WHAT IS ASKED:
Copy all of the records below, substituting "object" for every occurrence of the word "instance" and leaving the rest unchanged.

Labeled region records:
## Start

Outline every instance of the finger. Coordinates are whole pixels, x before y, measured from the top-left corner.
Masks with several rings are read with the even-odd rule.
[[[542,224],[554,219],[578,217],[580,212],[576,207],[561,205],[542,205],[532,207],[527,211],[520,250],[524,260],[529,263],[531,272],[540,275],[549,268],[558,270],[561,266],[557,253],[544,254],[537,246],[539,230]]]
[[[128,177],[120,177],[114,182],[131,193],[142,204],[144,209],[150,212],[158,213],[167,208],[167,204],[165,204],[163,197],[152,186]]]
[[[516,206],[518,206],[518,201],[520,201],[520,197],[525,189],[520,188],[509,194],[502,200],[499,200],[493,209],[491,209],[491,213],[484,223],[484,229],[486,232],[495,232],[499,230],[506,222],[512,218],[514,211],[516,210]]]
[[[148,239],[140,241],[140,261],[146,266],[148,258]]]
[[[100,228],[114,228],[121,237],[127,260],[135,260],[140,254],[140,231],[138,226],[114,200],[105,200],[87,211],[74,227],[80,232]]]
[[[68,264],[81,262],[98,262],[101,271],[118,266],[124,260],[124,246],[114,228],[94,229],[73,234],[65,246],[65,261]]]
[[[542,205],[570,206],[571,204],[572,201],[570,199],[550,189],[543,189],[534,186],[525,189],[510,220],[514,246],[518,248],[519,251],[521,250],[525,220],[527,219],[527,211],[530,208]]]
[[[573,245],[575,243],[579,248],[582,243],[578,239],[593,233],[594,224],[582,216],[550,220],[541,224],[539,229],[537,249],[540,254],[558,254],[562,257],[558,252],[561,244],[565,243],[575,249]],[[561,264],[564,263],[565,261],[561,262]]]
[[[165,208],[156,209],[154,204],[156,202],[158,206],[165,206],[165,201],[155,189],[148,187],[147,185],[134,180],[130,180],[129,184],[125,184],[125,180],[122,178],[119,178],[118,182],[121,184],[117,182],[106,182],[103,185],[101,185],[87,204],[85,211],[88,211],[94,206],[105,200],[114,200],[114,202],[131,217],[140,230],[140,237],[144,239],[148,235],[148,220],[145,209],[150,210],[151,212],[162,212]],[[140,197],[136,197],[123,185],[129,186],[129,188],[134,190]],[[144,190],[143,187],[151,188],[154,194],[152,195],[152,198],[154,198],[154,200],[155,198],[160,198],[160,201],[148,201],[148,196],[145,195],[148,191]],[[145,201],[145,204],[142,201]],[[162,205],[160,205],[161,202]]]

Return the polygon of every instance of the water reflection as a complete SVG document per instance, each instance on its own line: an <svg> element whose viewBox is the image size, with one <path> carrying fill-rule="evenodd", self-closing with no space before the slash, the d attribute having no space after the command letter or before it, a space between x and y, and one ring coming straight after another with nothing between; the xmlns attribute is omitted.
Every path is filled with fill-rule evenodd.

## End

RESPONSE TO THE TASK:
Outline every object of the finger. Coordinates are whole pixels, x before y, measured from the top-left corner.
Masks with several rings are read with the even-odd rule.
[[[542,224],[554,219],[578,217],[580,212],[576,207],[561,205],[542,205],[532,207],[527,211],[520,250],[524,260],[529,263],[531,272],[540,275],[549,268],[558,270],[561,266],[557,253],[544,254],[537,246],[539,230]]]
[[[128,177],[120,177],[114,182],[131,193],[142,204],[144,209],[150,212],[158,213],[167,208],[167,204],[165,204],[163,197],[152,186]]]
[[[516,206],[518,206],[518,201],[520,201],[520,197],[525,189],[520,188],[509,194],[502,200],[499,200],[493,209],[491,209],[491,213],[484,223],[484,229],[486,232],[495,232],[499,230],[506,222],[512,218],[514,211],[516,210]]]
[[[148,239],[140,241],[140,261],[146,266],[148,258]]]
[[[100,228],[114,228],[121,237],[127,260],[135,260],[140,254],[140,231],[138,226],[114,200],[105,200],[87,211],[74,227],[80,232]]]
[[[68,264],[81,262],[98,262],[101,271],[118,266],[124,260],[124,246],[114,228],[94,229],[73,234],[65,246],[65,261]]]
[[[542,205],[570,206],[571,204],[572,201],[570,199],[550,189],[543,189],[534,186],[525,189],[510,220],[514,246],[518,248],[519,251],[521,250],[525,220],[527,219],[527,211],[530,208]]]
[[[573,245],[575,243],[579,248],[582,243],[578,239],[593,233],[594,224],[582,216],[550,220],[541,224],[539,229],[537,249],[540,254],[558,254],[562,257],[558,252],[561,244],[565,243],[575,249]],[[561,264],[564,263],[565,261],[561,262]]]
[[[165,208],[156,209],[154,204],[156,202],[158,206],[165,206],[165,201],[155,189],[148,187],[147,185],[134,180],[130,180],[129,184],[125,184],[125,180],[122,178],[119,178],[118,182],[121,184],[117,182],[106,182],[103,185],[101,185],[87,204],[85,211],[88,211],[94,206],[105,200],[114,200],[114,202],[131,217],[140,230],[140,237],[144,239],[148,235],[148,220],[145,209],[150,210],[151,212],[162,212]],[[140,197],[136,197],[123,185],[129,186],[129,188],[134,190]],[[144,190],[143,187],[151,188],[154,194],[152,195],[152,198],[154,198],[154,200],[155,198],[160,198],[160,201],[148,201],[148,196],[145,195],[148,191]],[[145,201],[145,204],[142,201]],[[162,205],[160,205],[161,202]]]

Return the polygon of every object of the water reflection as a complete SVG document per object, each object on its own line: an <svg> element whose viewBox is the image size, with one <path> carrying fill-rule="evenodd", self-closing with no space before the slash, the d attribute having no space after the command letter or before it, a space between x and y, and one ring coming straight after another with nothing between; the xmlns attribute is omitted.
Every path is filled with fill-rule evenodd.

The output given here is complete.